» TASK PROMPT
Give the entries again exactly, without pictures.

━━━━━━━━

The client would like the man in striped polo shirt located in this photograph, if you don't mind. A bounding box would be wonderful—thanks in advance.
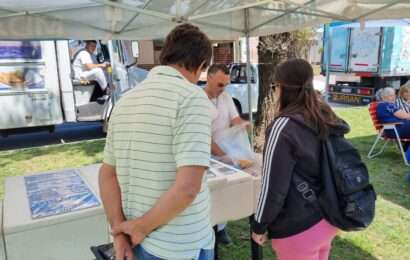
[99,24,214,260]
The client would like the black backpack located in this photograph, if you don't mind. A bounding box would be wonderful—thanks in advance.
[294,133,377,231]
[317,134,377,231]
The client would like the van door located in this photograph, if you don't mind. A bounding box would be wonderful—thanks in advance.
[56,40,76,122]
[110,40,131,102]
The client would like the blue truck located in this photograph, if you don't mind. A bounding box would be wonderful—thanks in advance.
[322,21,410,105]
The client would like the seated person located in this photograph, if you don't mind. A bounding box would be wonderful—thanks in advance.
[376,87,410,139]
[396,83,410,113]
[72,40,109,93]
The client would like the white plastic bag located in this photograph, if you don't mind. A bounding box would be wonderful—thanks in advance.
[215,125,256,168]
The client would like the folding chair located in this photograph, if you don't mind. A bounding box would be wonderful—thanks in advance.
[367,102,410,166]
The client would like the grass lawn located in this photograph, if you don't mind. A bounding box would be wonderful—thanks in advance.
[1,107,410,259]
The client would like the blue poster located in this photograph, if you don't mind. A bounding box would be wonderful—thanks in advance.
[0,41,42,60]
[24,169,100,219]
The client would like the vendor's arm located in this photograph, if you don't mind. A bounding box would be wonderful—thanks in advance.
[211,140,226,156]
[78,51,109,70]
[231,116,250,128]
[224,92,250,128]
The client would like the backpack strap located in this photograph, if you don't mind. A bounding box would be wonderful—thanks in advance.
[292,172,317,203]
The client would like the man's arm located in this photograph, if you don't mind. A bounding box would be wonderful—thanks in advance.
[99,163,134,260]
[98,163,125,228]
[211,140,226,156]
[112,165,207,245]
[231,116,250,128]
[394,109,410,120]
[85,62,108,70]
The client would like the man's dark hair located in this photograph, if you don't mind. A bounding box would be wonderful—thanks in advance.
[208,64,229,75]
[160,24,212,72]
[85,40,97,45]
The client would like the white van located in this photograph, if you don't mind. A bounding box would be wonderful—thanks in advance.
[0,40,147,136]
[226,63,259,115]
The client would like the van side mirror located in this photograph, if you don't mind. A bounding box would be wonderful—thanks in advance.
[131,41,139,58]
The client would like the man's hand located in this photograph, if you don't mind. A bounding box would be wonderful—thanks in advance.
[113,233,134,260]
[252,232,267,246]
[239,120,251,129]
[219,155,234,165]
[101,62,110,69]
[112,219,148,246]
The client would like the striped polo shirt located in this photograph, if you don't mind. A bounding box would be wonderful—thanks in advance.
[103,66,214,259]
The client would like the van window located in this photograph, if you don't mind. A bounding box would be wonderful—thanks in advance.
[230,64,256,84]
[0,41,46,92]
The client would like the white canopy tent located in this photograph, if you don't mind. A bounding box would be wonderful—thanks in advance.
[0,0,409,40]
[0,0,409,140]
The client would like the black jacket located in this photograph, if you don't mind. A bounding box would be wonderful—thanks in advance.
[252,114,349,238]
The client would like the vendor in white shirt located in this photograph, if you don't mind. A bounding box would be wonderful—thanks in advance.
[72,40,109,91]
[203,64,250,245]
[204,64,250,159]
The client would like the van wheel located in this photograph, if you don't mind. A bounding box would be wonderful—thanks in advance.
[233,99,242,116]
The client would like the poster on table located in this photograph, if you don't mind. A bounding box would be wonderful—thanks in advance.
[24,169,100,219]
[0,66,46,91]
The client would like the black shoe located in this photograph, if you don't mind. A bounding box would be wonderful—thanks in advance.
[217,229,232,245]
[96,95,109,104]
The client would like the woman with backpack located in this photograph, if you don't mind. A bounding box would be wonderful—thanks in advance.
[251,59,348,260]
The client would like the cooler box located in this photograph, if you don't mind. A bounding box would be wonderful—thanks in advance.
[3,168,109,260]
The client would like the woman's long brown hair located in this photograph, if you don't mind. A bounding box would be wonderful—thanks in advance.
[275,59,341,139]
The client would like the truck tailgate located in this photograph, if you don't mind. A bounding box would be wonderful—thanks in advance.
[348,27,381,73]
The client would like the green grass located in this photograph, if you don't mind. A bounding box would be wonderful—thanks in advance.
[0,140,105,198]
[0,107,409,259]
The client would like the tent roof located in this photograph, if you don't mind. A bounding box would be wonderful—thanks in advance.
[0,0,409,40]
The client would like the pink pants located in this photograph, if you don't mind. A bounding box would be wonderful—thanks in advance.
[271,219,338,260]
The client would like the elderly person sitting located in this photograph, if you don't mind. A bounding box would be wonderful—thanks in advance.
[376,87,410,139]
[396,82,410,113]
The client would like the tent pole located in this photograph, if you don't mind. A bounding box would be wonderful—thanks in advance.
[325,24,332,103]
[245,8,254,147]
[245,8,261,260]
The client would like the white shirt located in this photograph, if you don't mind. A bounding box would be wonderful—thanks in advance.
[72,49,97,79]
[210,91,239,141]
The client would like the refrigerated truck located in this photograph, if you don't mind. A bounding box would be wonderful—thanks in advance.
[0,40,147,136]
[322,21,410,105]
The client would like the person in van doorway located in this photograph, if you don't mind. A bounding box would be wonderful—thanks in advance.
[72,40,109,92]
[203,64,250,245]
[251,59,344,260]
[99,24,215,260]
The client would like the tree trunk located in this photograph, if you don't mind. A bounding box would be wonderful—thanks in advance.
[254,32,299,152]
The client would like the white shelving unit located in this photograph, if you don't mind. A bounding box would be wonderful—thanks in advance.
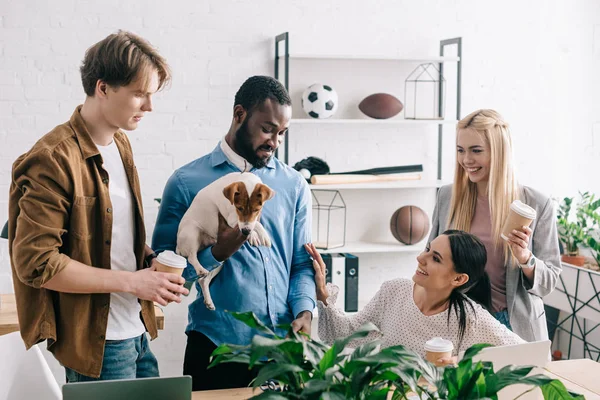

━━━━━━━━

» OUTPUT
The client would like the man in striped polo shirt located in this photograph, if you don't mind. A bounding box would be wonderful—thanks in advance.
[99,24,214,260]
The client would like the black backpack located in this photograph, if you don't mind. A bounding box would be wonderful—thanks in advance.
[294,133,377,231]
[317,134,377,231]
The client would like the van door located in this photograph, if you don't mind. A bounding box would be wonderful—thanks in advance.
[56,40,76,122]
[110,40,131,102]
The client would like the blue truck located in this photograph, if you don't mind. A bounding box would be wonderful—thanks in advance.
[322,21,410,105]
The client would like the seated person located in this photograph, if you don't mind. A bounding box would be wonderful—thanks in advance.
[376,87,410,139]
[396,83,410,113]
[72,40,109,93]
The client would like the white plastic bag located in this photograph, if you don't mind. A bounding box would be wonderful—thanks in advance.
[215,125,256,168]
The client would like the folding chair located in this photograph, if you don't mind. A bounding box would be wonderful—thanks in advance.
[367,102,410,166]
The client would like the grass lawn located in this photograph, if you don't mind. A bounding box would be wonderful—thanks in advance.
[1,107,410,259]
The client would like the blue poster located in this photograph, if you don't mind. A bounding box would be wonderful—thanks in advance.
[0,41,42,60]
[24,169,100,219]
The client would like the vendor's arm located in this photograph, if you don't mind. A bounding box would be wonderful—thanks in advance.
[211,140,226,156]
[78,51,109,70]
[231,116,250,128]
[224,92,250,128]
The client would like the backpack strap located in this photograph, if you don't mind. A bounding box would be wonderful—thanks in advance.
[292,172,317,203]
The client would like the man's arm located in this photograph, if you don't mind. A bounding box would be wonderful—thanks in advance.
[99,163,134,260]
[98,163,125,228]
[211,140,226,156]
[112,165,207,245]
[231,116,250,128]
[394,109,410,120]
[85,62,108,70]
The client would like the man's dark hair located in this photograph, if you don't mind. A bounding box would be wonderful—thanks in advance.
[208,64,229,75]
[160,24,212,72]
[85,40,97,45]
The client would like the white van located in this photograph, if you don't mind. A bounding box would be wonderful—thanks in advance.
[0,40,147,136]
[226,63,259,115]
The client would like the van side mirror located in this photograph, if you don't mind. A bounding box would be wonderful—thanks in advance.
[131,41,139,58]
The client would like the man's hand located in this photograph, if you don't mind. A bounding box would be wonderful—thanks in advance.
[113,233,134,260]
[252,232,267,246]
[239,120,251,129]
[219,155,234,165]
[101,62,110,69]
[112,219,148,246]
The client would like the striped polo shirt located in this photograph, if you don't mind. A bounding box would be wonderful—thanks in advance.
[103,66,214,259]
The client would like the van window located in this photograph, if you don't mind. A bounding box would be wonderful—thanks in advance.
[230,64,256,84]
[0,41,46,92]
The client would like the white canopy tent located in this photograph, if you don't mind. A bounding box would be wonderful—thanks in advance.
[0,0,409,40]
[0,0,409,140]
The client would like the black jacket located in this photograph, if you don't mind. A bounding box would be wonderful—thanks in advance.
[252,114,349,238]
The client would like the vendor in white shirt located in this photograph, if you don't mind. A bounding box would be wonderful—thanks in advance.
[72,40,109,91]
[203,64,250,245]
[204,64,250,159]
The client would like the van wheel located in this photograph, if you don't mind. A bounding box would be wonderful—thanks in advance.
[233,99,242,116]
The client would like the poster on table located in this photograph, if you don't mind. A bounding box would be wonderful—thanks in advance.
[24,169,100,219]
[0,66,46,91]
The client would like the black shoe located in this photograph, if you don't mind. A bounding box would be wonderful—thanks in advance.
[217,229,232,245]
[96,95,109,104]
The client would like the woman with backpack located in this photograph, if you don't mind. A bounding box would be wonderful—thanks in advance.
[251,59,348,260]
The client would like the cooler box located in this photograph, if you don't mind. A bounding box would be wonderful—thanks in advance.
[3,168,109,260]
The client would like the woman's long brown hair located in this photograph, if you don't mind. A bounding box would be wonderful—thanks in advance.
[275,59,341,139]
The client would like the truck tailgate located in this photograph, if you don't mind. A bounding box would be wonderful—thanks in advance.
[348,27,381,73]
The client would like the green grass located in this photograph, if you don't mind. A bounding box would be wonderful—thanks in advance.
[0,140,105,198]
[0,107,409,259]
The client would like the tent roof located in this photograph, if you don't mind. A bounding box would be wonderful—thanks in advance.
[0,0,409,40]
The client would like the pink pants located in this photograph, if you don't mind. A bounding box would be wonderful—thanks in advance.
[271,219,338,260]
The client would like the elderly person sitting located in this photograph, if you don't mind. A bounding box would be wonderful—thanks in advance.
[376,87,410,139]
[396,82,410,113]
The client would like the tent pole located in this photograph, if you don't mind. A bounding box would be wonderful—thanks in advance.
[325,24,332,103]
[245,8,254,147]
[245,8,261,260]
The client would like the white shirt located in this photograph, if you don't mind. A bounding box would be wonderful—thanks in advance.
[72,49,97,79]
[210,91,239,141]
The client would like the refrigerated truck located in this photograph, if you don't mind. A bounding box would be wonderful—thanks in advance.
[0,40,147,136]
[322,21,410,105]
The client would like the person in van doorway located in this photograph, if you don't mind. A bounding box would be wonderful—thanks in advance.
[72,40,109,92]
[203,64,250,245]
[251,59,344,260]
[99,24,215,260]
The client would like the tree trunk located in this photograph, if you don't mind. A bounding box would be wonderful—thanks in advance.
[254,32,299,152]
The client would like the white shelving unit located in this photograph, if you don't mind. A bounding box would be wonderful—thanks in advance.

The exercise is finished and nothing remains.